TEXTAUSZUG
▶

Gegenwind Nr. 378, März 2020
Politik und Kultur in Schleswig-Holstein & Hamburg

BUCH
Systematische Untersuchung zum deutschen Kolonialismus
Geschichte der deutschen Kolonien

von Reinhard Pohl


Wenn es um die "Schatten der Vergangenheit" geht, ist meistens die Zeit des Nationalsozialismus gemeint. Der deutsche Kolonialismus ist den meisten gar nicht so genau bekannt, auch weil Deutschland seine Kolonien schon 1914 faktisch und 1919 entgültig verlor. Dennöch lohnt es sich, sich auch mit diesem Teil der deutschen Geschichte zu beschäftigen.

Das vorliegende Buch von Professor Horst Gründer gilt als Standardwerk zu diesem Thema. Systematisch wird zunächst die Kolonialbewegung vorgestellt - vor allem im 19. Jahrhundert war sie sehr stark und von keinerlei Selbstzweifeln geplagt. Auch innerhalb der Sozialdemokratie, die sich eher gegen den Kolonialismus stellte, gab es kaum Zweifel, dass der weiße Mann allen Schwarzen überlegen ist und durchaus aufgerufen, die Zivilisation nach Afrika zu bringen. Man wendete sich allerdings gegen die Mission und teils auch gegen die militärische Gewalt. Der Autor unterscheidet dabei zwischen der "organisierten Kolonialbewegung" und dem Finanzkapital.

Die nächsten Kapitel widmen sich Bismarck, der sich vom Gegner zum Befürworter des Kolonialismus wandelte, allerdings nie ein wirklicher Anhänger des Kolonialismus wurde, zumindest lagen seine Schwerpunkte immer woanders. Der Autor gibt außerdem eine Übersicht über die Positionen der Parteien, die sich natürlich auch wandelten - außerdem gab es sowohl bei den Liberalen wie den Konservativen auch Parteien, die verschwanden, und andere, die sich neu gründeten.

Der Erwerb von Kolonien geschah vor allem "privat" durch Firmen und ihre Vertreter in Afrika. Es gab keinen Plan, eher Konkurrenz, und die deutschen Firmen konnten nicht mit Großbritannien oder Frankreich konkurrieren, sondern mussten nehmen, was übrig blieb. Die Unterstützung dieser Erwerbungen durch das Reich geschah auch in einzelnen Schritten und unsystematisch, erst 1884 entschloss sich das Reich zur Übernahme von "Schutzgebieten", die man (noch) nicht Kolonien nennen wollte.

◀

GEZEIGTES MATERIAL
▶

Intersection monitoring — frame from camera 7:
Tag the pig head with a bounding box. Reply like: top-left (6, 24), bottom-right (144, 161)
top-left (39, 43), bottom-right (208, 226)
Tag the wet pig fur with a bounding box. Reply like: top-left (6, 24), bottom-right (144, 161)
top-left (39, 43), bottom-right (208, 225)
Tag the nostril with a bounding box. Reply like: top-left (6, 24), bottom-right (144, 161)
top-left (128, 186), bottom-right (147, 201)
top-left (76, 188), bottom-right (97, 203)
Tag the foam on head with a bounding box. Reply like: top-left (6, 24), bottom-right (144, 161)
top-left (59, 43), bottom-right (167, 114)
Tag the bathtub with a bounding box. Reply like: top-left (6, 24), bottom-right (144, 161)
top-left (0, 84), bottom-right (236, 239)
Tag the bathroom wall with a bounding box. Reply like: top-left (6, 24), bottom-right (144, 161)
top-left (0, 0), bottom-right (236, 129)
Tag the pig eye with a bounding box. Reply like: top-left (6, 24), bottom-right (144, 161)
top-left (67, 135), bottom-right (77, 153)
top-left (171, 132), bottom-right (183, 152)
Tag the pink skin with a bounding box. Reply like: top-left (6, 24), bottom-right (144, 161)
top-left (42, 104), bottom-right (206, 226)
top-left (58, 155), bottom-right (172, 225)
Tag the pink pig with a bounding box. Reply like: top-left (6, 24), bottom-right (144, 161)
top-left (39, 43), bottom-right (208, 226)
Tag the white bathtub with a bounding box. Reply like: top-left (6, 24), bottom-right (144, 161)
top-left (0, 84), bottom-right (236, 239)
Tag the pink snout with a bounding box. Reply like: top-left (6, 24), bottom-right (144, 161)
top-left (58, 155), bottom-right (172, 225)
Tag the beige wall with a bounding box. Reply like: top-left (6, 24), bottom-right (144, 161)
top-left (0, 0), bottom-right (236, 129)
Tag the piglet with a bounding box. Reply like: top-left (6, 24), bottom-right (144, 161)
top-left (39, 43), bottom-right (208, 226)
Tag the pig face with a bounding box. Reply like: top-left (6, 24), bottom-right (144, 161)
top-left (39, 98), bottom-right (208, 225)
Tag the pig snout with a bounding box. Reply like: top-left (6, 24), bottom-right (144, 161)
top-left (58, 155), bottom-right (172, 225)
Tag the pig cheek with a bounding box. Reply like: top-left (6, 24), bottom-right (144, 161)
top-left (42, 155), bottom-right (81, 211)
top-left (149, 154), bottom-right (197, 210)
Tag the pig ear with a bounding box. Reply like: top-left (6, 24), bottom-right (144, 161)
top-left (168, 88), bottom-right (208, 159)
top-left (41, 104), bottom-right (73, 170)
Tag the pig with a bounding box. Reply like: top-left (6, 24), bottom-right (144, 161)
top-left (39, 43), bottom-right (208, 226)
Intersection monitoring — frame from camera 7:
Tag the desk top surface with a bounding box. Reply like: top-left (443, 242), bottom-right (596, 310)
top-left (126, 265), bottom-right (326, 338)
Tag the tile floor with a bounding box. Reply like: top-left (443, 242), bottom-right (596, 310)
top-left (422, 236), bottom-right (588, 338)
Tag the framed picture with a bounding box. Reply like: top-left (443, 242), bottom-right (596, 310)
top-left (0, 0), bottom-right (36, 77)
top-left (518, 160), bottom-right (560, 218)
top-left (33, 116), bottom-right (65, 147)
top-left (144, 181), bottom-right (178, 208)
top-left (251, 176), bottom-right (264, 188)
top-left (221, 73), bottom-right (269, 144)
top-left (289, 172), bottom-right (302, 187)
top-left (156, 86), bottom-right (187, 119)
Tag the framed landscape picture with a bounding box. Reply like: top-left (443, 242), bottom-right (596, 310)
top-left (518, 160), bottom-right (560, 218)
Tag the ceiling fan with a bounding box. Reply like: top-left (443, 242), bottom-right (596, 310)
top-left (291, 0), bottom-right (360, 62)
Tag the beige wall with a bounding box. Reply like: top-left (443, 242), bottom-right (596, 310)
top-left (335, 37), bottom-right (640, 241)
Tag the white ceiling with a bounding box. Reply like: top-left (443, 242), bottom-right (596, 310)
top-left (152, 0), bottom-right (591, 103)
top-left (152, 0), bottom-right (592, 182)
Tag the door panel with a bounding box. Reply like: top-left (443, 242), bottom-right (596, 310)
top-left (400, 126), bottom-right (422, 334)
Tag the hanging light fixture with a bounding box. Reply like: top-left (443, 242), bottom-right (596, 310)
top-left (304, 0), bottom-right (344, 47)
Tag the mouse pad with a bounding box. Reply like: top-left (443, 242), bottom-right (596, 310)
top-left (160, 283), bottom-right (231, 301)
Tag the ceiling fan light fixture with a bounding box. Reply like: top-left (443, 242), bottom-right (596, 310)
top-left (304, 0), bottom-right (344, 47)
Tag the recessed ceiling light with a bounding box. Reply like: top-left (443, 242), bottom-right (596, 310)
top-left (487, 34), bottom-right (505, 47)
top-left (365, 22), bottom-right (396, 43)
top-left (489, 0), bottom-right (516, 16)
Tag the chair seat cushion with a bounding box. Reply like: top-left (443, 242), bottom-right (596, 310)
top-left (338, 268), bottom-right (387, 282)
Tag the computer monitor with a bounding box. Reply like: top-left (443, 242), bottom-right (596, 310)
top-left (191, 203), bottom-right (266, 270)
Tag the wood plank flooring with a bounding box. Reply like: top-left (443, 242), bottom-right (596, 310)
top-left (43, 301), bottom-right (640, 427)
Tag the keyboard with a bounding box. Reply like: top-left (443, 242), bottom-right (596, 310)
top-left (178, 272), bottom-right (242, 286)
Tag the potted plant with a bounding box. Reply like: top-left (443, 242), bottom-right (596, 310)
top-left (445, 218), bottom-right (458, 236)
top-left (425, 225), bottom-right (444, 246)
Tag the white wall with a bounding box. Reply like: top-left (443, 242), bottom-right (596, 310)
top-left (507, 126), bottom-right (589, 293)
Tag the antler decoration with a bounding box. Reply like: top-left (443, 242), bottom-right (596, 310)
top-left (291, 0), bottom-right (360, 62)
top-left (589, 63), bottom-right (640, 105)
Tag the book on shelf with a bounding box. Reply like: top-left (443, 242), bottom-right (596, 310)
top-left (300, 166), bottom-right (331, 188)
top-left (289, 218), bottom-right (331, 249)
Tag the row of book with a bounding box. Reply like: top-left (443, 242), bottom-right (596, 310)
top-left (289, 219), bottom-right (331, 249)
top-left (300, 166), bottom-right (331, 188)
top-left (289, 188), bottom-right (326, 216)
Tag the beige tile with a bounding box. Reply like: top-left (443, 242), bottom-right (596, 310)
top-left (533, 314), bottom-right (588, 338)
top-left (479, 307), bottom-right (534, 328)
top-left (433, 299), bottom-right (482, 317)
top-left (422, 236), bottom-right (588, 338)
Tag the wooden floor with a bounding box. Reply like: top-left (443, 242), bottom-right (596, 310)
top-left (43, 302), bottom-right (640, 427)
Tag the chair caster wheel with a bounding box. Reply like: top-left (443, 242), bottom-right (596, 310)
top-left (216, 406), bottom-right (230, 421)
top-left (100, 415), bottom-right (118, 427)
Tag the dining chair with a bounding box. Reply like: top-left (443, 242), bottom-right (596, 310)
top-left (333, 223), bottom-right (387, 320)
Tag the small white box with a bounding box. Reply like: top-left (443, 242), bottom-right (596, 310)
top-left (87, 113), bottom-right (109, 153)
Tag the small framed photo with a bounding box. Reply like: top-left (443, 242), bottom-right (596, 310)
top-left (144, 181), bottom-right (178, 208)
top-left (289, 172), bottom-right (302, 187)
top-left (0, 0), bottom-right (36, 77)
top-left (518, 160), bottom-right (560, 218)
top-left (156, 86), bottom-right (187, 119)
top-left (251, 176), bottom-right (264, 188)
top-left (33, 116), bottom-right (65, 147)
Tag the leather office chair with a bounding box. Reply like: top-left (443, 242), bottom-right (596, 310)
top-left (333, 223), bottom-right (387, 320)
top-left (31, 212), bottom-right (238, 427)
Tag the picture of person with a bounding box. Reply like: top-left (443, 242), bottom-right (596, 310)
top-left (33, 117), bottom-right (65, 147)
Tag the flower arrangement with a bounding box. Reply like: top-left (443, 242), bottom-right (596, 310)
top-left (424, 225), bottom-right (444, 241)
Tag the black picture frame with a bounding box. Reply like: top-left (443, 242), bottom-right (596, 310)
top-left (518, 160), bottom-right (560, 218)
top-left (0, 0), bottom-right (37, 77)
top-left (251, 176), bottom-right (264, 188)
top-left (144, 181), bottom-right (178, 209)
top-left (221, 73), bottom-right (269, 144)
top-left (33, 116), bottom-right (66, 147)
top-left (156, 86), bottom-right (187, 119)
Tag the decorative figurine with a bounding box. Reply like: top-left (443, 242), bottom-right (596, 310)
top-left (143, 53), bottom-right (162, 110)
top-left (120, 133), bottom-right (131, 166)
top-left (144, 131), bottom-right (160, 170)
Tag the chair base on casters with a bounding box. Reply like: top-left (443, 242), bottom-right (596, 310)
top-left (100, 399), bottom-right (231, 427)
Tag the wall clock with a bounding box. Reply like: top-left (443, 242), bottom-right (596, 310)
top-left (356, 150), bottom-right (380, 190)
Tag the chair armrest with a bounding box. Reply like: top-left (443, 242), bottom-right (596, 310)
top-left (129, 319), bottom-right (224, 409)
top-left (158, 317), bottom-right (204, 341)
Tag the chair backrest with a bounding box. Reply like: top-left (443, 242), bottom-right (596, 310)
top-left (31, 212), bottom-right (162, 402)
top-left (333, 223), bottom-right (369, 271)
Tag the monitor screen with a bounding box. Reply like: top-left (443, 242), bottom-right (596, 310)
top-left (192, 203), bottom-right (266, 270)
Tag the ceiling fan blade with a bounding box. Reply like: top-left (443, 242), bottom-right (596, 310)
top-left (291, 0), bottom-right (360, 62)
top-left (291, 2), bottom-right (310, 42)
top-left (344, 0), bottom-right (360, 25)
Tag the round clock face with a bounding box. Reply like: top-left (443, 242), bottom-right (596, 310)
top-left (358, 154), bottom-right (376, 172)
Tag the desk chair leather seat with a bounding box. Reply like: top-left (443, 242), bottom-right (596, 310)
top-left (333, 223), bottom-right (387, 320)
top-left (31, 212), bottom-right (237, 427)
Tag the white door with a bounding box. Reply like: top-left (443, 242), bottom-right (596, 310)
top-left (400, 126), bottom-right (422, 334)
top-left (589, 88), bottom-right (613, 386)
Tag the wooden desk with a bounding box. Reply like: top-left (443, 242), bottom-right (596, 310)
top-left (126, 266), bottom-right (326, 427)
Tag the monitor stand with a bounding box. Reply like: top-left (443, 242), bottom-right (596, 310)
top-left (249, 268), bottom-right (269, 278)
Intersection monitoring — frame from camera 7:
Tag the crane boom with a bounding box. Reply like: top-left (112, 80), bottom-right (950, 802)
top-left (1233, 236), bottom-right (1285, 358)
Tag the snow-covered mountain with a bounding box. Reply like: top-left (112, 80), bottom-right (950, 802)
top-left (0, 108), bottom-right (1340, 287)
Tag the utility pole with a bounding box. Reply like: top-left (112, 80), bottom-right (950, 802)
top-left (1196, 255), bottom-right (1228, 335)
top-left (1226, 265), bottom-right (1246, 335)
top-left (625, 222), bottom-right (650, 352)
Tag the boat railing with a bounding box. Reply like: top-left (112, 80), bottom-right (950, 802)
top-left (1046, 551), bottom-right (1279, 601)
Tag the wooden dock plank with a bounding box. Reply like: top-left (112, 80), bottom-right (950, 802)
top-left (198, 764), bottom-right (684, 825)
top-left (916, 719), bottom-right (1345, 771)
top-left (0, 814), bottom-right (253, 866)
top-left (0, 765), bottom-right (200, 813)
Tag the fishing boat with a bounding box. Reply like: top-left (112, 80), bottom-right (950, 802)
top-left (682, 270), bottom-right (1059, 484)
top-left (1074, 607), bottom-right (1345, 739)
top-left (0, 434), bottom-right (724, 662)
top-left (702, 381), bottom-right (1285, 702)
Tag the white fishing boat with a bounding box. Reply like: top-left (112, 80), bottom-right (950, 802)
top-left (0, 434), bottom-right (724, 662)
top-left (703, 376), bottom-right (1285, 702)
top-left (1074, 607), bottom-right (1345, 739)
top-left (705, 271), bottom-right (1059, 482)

◀

VORGEGEBENES ZIEL 1
Prüfe bitte, ob die Aussagen (a) bis (c) mit dem Textauszug übereinstimmen, und belege jede Antwort mit ja oder nein sowie den entscheidenden Worten als wörtlichem Zitat.
(a) Deutschland verlor seine Kolonien faktisch bereits 1914.
(b) Die Sozialdemokratie unterstützte die Mission.
(c) Das Reich übernahm 1884 Gebiete, die es ausdrücklich als Kolonien bezeichnete.
VORGEGEBENES ZIEL 2
Beantworte anhand des Textauszugs die folgenden Fragen.
(a) Wer hat das besprochene Buch verfasst?
(b) Wie veränderte sich Bismarcks Haltung zum Kolonialismus?
(c) Mit welchen Ländern konnten die deutschen Firmen nicht konkurrieren?

LÖSUNG 1
(a) Ja: „auch weil Deutschland seine Kolonien schon 1914 faktisch“
(b) Nein: „Man wendete sich allerdings gegen die Mission“
(c) Nein: „erst 1884 entschloss sich das Reich zur Übernahme von "Schutzgebieten", die man (noch) nicht Kolonien nennen wollte.“

LÖSUNG 2
(a) Professor Horst Gründer
(b) Er wandelte sich vom Gegner zum Befürworter.
(c) Mit Großbritannien und Frankreich